Any images in the records should be skipped; transcribe the rest exactly.

== Extracted records

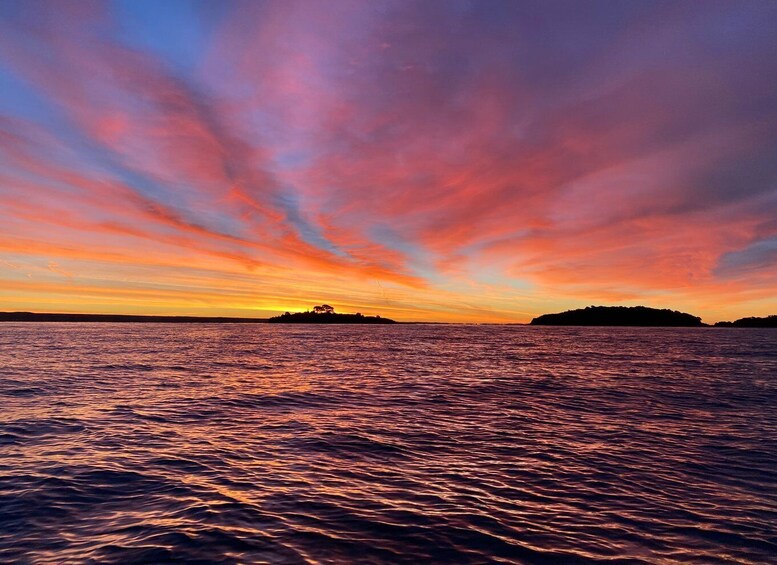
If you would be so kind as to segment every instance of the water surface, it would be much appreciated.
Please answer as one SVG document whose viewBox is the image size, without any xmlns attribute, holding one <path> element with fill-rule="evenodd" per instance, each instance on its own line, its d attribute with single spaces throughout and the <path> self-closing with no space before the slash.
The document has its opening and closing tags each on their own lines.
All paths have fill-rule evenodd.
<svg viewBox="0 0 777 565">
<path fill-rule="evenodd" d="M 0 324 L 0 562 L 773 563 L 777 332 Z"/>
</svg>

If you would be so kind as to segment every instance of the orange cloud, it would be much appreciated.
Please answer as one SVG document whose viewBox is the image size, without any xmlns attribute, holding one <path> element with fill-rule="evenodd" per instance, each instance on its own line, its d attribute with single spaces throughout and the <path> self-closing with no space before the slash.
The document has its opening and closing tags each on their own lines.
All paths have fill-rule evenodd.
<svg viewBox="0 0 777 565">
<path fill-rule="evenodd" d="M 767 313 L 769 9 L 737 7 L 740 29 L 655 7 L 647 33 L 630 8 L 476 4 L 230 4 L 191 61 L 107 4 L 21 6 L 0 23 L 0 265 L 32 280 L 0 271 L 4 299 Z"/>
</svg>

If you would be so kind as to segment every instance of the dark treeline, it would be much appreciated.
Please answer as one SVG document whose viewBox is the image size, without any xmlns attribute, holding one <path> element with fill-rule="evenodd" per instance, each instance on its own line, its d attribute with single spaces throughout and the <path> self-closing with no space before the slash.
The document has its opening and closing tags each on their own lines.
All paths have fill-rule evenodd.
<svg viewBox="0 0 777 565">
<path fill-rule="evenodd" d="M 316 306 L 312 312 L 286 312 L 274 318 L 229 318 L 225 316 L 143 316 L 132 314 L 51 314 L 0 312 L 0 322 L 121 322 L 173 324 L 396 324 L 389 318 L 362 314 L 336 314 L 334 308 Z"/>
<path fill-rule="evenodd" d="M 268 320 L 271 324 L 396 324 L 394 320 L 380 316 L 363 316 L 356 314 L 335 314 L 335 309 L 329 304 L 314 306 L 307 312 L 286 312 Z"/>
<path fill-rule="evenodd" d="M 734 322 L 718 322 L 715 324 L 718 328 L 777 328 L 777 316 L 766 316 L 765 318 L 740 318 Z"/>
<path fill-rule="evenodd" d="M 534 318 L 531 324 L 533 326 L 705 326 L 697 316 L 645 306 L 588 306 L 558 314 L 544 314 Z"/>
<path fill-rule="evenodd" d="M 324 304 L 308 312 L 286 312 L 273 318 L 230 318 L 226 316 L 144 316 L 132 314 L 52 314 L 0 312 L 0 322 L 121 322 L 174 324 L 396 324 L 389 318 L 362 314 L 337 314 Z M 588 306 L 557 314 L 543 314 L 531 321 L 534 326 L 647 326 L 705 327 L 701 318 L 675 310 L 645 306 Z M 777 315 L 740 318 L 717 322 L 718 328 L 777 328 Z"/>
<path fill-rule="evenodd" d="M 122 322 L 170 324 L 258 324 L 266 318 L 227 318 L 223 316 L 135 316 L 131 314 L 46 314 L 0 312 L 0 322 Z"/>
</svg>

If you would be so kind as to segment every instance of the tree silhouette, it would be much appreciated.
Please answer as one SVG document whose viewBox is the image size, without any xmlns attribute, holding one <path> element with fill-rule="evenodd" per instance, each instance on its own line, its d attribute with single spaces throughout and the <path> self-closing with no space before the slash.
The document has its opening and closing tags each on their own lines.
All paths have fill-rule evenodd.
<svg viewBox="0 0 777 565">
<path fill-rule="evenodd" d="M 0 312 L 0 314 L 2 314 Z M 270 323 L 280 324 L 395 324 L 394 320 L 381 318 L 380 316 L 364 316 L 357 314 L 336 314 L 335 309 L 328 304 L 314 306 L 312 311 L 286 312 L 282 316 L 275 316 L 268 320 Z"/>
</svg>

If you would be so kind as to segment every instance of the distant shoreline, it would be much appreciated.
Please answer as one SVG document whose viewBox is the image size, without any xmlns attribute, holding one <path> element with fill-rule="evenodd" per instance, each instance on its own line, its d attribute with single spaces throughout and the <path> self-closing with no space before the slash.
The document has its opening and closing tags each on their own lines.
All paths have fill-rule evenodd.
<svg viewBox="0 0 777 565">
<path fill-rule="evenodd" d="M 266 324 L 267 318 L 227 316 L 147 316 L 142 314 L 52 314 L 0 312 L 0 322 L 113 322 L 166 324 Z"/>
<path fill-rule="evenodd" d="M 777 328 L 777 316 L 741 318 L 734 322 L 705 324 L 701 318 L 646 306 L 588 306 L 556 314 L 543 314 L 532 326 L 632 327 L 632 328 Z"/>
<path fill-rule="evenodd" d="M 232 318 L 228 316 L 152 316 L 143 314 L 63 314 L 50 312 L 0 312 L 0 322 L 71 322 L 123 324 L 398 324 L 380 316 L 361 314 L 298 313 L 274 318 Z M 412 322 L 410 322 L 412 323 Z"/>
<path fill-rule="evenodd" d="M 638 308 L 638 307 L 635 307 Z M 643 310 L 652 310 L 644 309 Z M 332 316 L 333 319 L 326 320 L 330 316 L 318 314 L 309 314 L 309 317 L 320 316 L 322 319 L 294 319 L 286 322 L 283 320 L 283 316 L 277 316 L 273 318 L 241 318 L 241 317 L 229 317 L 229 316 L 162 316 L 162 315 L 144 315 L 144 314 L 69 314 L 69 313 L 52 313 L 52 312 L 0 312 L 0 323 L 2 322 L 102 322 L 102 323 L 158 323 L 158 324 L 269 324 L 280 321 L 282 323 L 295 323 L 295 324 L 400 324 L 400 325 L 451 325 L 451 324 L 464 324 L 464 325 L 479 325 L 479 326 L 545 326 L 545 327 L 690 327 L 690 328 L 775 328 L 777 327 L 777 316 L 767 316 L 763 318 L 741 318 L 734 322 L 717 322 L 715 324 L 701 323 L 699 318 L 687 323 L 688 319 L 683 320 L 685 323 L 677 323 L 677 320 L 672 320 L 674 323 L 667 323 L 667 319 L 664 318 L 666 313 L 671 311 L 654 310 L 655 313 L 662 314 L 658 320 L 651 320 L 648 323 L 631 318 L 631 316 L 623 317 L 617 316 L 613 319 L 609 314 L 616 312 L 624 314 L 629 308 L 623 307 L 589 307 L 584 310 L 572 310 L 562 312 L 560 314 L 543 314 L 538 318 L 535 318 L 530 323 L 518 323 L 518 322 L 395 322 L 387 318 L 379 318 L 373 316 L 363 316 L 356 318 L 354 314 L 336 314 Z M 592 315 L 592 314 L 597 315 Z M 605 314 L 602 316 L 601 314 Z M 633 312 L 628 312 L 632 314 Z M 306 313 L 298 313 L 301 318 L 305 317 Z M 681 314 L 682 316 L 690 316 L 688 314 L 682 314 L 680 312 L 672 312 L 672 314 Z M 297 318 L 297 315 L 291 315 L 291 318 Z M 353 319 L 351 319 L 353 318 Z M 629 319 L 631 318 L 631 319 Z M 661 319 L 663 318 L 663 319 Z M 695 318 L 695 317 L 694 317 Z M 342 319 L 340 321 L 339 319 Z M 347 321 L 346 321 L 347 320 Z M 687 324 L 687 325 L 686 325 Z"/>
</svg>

====

▶ **Response for this exercise**
If you would be so kind as to segment every instance of the water surface, it would be much appreciated.
Please answer as one SVG document whose viewBox is the image size, without any xmlns attribute, holding one <path> element with fill-rule="evenodd" per instance, each instance on its own line, its d attribute with single spaces throughout and the <path> self-closing with no space before the slash.
The document has its opening and closing tags each on their own lines.
All paths have fill-rule evenodd.
<svg viewBox="0 0 777 565">
<path fill-rule="evenodd" d="M 0 324 L 0 562 L 773 563 L 777 332 Z"/>
</svg>

If you would be so kind as to segment every instance of the orange cloud, it would be much appreciated.
Please answer as one SVG document whose viewBox is the image size, without any xmlns attribute, holding one <path> element with fill-rule="evenodd" per instance, each instance on its own line, its d attribute with single spaces throughout and the <path> self-closing with no space before the slash.
The document has its opening and closing tags each on their own lines.
All paths have fill-rule evenodd.
<svg viewBox="0 0 777 565">
<path fill-rule="evenodd" d="M 767 313 L 769 9 L 737 7 L 740 29 L 655 7 L 647 33 L 630 8 L 476 4 L 230 4 L 191 61 L 107 4 L 21 6 L 0 23 L 0 265 L 32 280 L 0 271 L 4 299 Z"/>
</svg>

If you would be so kind as to segment every instance of the dark treeline, it would be much appreciated.
Please answer as one SVG document whose viewBox is the image size, without any xmlns attribute, holding one <path> element with fill-rule="evenodd" per instance, each instance on its own line, its d attribute with single spaces throughout and the <path> self-closing with no space before the slash.
The document has its opening and closing tags each on their own lines.
All paths have fill-rule evenodd.
<svg viewBox="0 0 777 565">
<path fill-rule="evenodd" d="M 316 306 L 312 312 L 286 312 L 274 318 L 229 318 L 225 316 L 143 316 L 132 314 L 51 314 L 0 312 L 0 322 L 121 322 L 173 324 L 396 324 L 389 318 L 362 314 L 336 314 L 334 308 Z"/>
<path fill-rule="evenodd" d="M 268 320 L 271 324 L 396 324 L 394 320 L 380 316 L 363 316 L 356 314 L 335 314 L 335 309 L 329 304 L 314 306 L 307 312 L 286 312 Z"/>
<path fill-rule="evenodd" d="M 734 322 L 718 322 L 715 324 L 718 328 L 777 328 L 777 316 L 766 316 L 765 318 L 740 318 Z"/>
<path fill-rule="evenodd" d="M 534 318 L 531 324 L 533 326 L 705 326 L 697 316 L 645 306 L 588 306 L 558 314 L 544 314 Z"/>
<path fill-rule="evenodd" d="M 324 304 L 308 312 L 286 312 L 273 318 L 230 318 L 226 316 L 144 316 L 132 314 L 52 314 L 0 312 L 0 322 L 121 322 L 174 324 L 396 324 L 389 318 L 362 314 L 337 314 Z M 588 306 L 557 314 L 543 314 L 531 321 L 534 326 L 647 326 L 705 327 L 701 318 L 675 310 L 645 306 Z M 777 315 L 740 318 L 717 322 L 718 328 L 777 328 Z"/>
<path fill-rule="evenodd" d="M 122 322 L 170 324 L 258 324 L 266 318 L 227 318 L 223 316 L 135 316 L 131 314 L 46 314 L 0 312 L 0 322 Z"/>
</svg>

If you would be so kind as to segment every instance of the tree silhouette, it would be much appreciated.
Please answer as one SVG document whose viewBox is the image size, without any xmlns attribute, holding one <path> element with fill-rule="evenodd" per instance, each instance on its own line, its d attribute with single spaces throughout and the <path> self-closing with no space before the slash.
The document has its opening and closing tags each on their own lines.
All paths have fill-rule evenodd.
<svg viewBox="0 0 777 565">
<path fill-rule="evenodd" d="M 0 312 L 0 314 L 2 314 Z M 270 323 L 280 324 L 395 324 L 394 320 L 381 318 L 380 316 L 364 316 L 357 314 L 336 314 L 335 309 L 328 304 L 314 306 L 312 311 L 286 312 L 282 316 L 275 316 L 268 320 Z"/>
</svg>

If you would be so kind as to segment every instance of the distant shoreline, it would be much appreciated.
Please answer as one SVG document whose viewBox is the image size, without any xmlns attribute, holding one <path> element with fill-rule="evenodd" per instance, each instance on its own line, its d attribute with single spaces throughout and the <path> self-closing with no space before the slash.
The document has its opening and closing tags each on their own lines.
All paths have fill-rule evenodd.
<svg viewBox="0 0 777 565">
<path fill-rule="evenodd" d="M 266 324 L 267 318 L 227 316 L 147 316 L 142 314 L 52 314 L 0 312 L 0 322 L 113 322 L 166 324 Z"/>
<path fill-rule="evenodd" d="M 777 328 L 777 316 L 741 318 L 734 322 L 705 324 L 701 318 L 646 306 L 588 306 L 556 314 L 543 314 L 532 326 L 632 327 L 632 328 Z"/>
<path fill-rule="evenodd" d="M 232 318 L 228 316 L 152 316 L 143 314 L 63 314 L 50 312 L 0 312 L 0 322 L 71 322 L 123 324 L 398 324 L 380 316 L 361 314 L 298 313 L 274 318 Z M 412 322 L 410 322 L 412 323 Z"/>
<path fill-rule="evenodd" d="M 638 308 L 638 307 L 635 307 Z M 643 310 L 652 310 L 644 309 Z M 332 316 L 333 319 L 326 320 L 330 316 L 318 314 L 309 314 L 309 317 L 320 316 L 322 319 L 294 319 L 286 322 L 283 320 L 283 316 L 277 316 L 273 318 L 241 318 L 241 317 L 229 317 L 229 316 L 162 316 L 162 315 L 144 315 L 144 314 L 69 314 L 69 313 L 52 313 L 52 312 L 0 312 L 0 323 L 2 322 L 102 322 L 102 323 L 158 323 L 158 324 L 269 324 L 280 321 L 282 323 L 295 323 L 295 324 L 400 324 L 400 325 L 451 325 L 451 324 L 464 324 L 464 325 L 479 325 L 479 326 L 545 326 L 545 327 L 690 327 L 690 328 L 775 328 L 777 327 L 777 316 L 767 316 L 763 318 L 741 318 L 734 322 L 717 322 L 715 324 L 701 323 L 699 318 L 687 323 L 688 319 L 683 320 L 685 323 L 677 323 L 677 320 L 672 320 L 674 323 L 667 323 L 667 319 L 664 318 L 666 313 L 671 311 L 654 310 L 655 313 L 662 314 L 658 320 L 651 320 L 648 323 L 631 318 L 631 316 L 623 317 L 617 316 L 613 319 L 609 314 L 616 312 L 624 314 L 629 308 L 623 307 L 589 307 L 584 310 L 572 310 L 562 312 L 560 314 L 543 314 L 538 318 L 535 318 L 530 323 L 518 323 L 518 322 L 395 322 L 387 318 L 379 318 L 373 316 L 363 316 L 356 318 L 354 314 L 336 314 Z M 592 315 L 592 314 L 597 315 Z M 605 314 L 602 316 L 601 314 Z M 633 312 L 628 312 L 632 314 Z M 306 313 L 298 313 L 301 318 L 305 317 Z M 681 314 L 682 316 L 690 316 L 688 314 L 682 314 L 680 312 L 672 312 L 672 314 Z M 297 318 L 297 315 L 291 315 L 291 318 Z M 353 319 L 351 319 L 353 318 Z M 629 319 L 631 318 L 631 319 Z M 661 319 L 663 318 L 663 319 Z M 695 318 L 695 317 L 694 317 Z M 342 319 L 340 321 L 339 319 Z M 347 321 L 346 321 L 347 320 Z M 687 324 L 687 325 L 686 325 Z"/>
</svg>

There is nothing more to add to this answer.